-------- Bagian Teks --------

Perbankan

Pertumbuhan Kredit Perbankan Melambat di Awal Tahun 2025, BI Beberkan Penyebab dan Strategi Penanganan

Pertumbuhan Kredit Perbankan Melambat di Awal Tahun 2025, BI Beberkan Penyebab dan Strategi Penanganan

JAKARTA - Bank Indonesia (BI) mencatat pertumbuhan kredit perbankan nasional pada Maret 2025 mengalami perlambatan signifikan dibandingkan bulan sebelumnya. Data terbaru menunjukkan pertumbuhan kredit hanya mencapai 9,16% secara tahunan (year-on-year/yoy), lebih rendah dari capaian Februari 2025 yang mencapai 10,3% yoy. Perlambatan ini menjadi sorotan karena terjadi di tengah ekspektasi pemulihan ekonomi global dan nasional pasca berbagai ketidakpastian tahun lalu.

Gubernur Bank Indonesia, Perry Warjiyo, mengungkapkan bahwa perlambatan tersebut disebabkan oleh kombinasi faktor permintaan dan penawaran, yang dipengaruhi oleh dinamika global, termasuk kebijakan tarif Presiden Amerika Serikat Donald Trump yang masih menjadi perhatian dunia usaha.

Pertumbuhan Kredit Bergerak Menuju Batas Bawah Proyeksi BI

Bank Indonesia sebelumnya memproyeksikan bahwa pertumbuhan kredit pada 2025 akan berada dalam kisaran 11% hingga 13% yoy. Namun, melihat perkembangan terbaru hingga Maret, Perry menyebutkan bahwa tren pertumbuhan kredit cenderung mengarah ke batas bawah proyeksi tersebut.

“Kita melihat bahwa pertumbuhan kredit saat ini bergerak menuju batas bawah kisaran 11–13% yoy, dan ini dipengaruhi oleh faktor permintaan yang belum sepenuhnya pulih serta sejumlah sektor yang terdampak dinamika global,” ujar Perry Warjiyo dalam pernyataan resminya, Jumat 25 April 2025.

Sektor Riil Hadapi Tekanan Eksternal

Dari sisi permintaan, Perry menjelaskan bahwa tidak semua sektor mengalami perlambatan. Beberapa sektor bahkan menunjukkan pertumbuhan yang tetap positif, terutama yang terkait ekspor dan industri berbasis komoditas unggulan.

-------- Data --------

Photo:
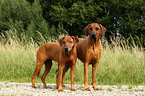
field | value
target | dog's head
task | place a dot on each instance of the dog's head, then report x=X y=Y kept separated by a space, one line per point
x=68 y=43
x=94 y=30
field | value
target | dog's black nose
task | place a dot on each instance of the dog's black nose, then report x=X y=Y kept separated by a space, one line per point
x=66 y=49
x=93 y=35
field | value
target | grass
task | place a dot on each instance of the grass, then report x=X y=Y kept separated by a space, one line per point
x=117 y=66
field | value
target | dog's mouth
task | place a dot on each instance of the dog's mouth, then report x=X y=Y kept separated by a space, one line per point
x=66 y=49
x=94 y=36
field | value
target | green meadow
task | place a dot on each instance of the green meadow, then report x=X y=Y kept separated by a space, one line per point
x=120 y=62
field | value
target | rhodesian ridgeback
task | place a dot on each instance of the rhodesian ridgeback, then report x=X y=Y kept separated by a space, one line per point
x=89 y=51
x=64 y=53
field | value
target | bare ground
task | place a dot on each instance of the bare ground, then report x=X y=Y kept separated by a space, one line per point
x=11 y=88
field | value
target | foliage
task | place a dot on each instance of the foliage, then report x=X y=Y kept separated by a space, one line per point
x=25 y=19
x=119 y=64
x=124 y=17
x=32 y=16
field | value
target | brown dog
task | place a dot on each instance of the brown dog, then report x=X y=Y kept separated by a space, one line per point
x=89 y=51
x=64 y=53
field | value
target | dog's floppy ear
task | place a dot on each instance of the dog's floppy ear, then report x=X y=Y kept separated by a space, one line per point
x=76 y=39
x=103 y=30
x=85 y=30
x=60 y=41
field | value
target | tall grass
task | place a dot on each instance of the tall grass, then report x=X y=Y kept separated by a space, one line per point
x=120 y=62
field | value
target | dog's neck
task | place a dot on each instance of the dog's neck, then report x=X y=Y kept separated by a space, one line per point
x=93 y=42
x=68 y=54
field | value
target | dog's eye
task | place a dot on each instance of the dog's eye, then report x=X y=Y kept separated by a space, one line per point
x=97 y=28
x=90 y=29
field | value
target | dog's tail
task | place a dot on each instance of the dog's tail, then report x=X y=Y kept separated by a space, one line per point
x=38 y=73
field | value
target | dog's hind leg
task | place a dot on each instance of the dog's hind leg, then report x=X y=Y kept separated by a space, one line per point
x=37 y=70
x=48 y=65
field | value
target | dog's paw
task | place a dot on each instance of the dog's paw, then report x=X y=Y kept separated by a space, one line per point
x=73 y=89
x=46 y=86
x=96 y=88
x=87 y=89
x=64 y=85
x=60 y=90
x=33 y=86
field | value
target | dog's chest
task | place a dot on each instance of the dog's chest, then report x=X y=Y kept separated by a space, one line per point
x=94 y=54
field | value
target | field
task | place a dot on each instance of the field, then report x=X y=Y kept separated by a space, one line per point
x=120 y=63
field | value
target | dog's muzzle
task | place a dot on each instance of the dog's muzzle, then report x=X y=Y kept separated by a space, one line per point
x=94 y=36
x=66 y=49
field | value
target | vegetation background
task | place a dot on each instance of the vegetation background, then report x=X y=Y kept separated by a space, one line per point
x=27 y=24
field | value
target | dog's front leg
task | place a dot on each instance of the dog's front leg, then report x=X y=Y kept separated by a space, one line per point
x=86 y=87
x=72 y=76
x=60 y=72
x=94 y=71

--------

* [Ketentuan Tugas]:
(a) Menurut artikel tentang pertumbuhan kredit perbankan, berapa persen pertumbuhan kredit secara tahunan yang dicatat Bank Indonesia pada Maret 2025?
(b) Pilih setiap baris dalam catatan yang memuat kata "chest". Perbedaan huruf besar dan kecil diperhitungkan.

* [Jawaban]:
(a) 9,16% secara tahunan (yoy).

(b)
target | dog's chest
task | place a dot on each instance of the dog's chest, then report x=X y=Y kept separated by a space, one line per point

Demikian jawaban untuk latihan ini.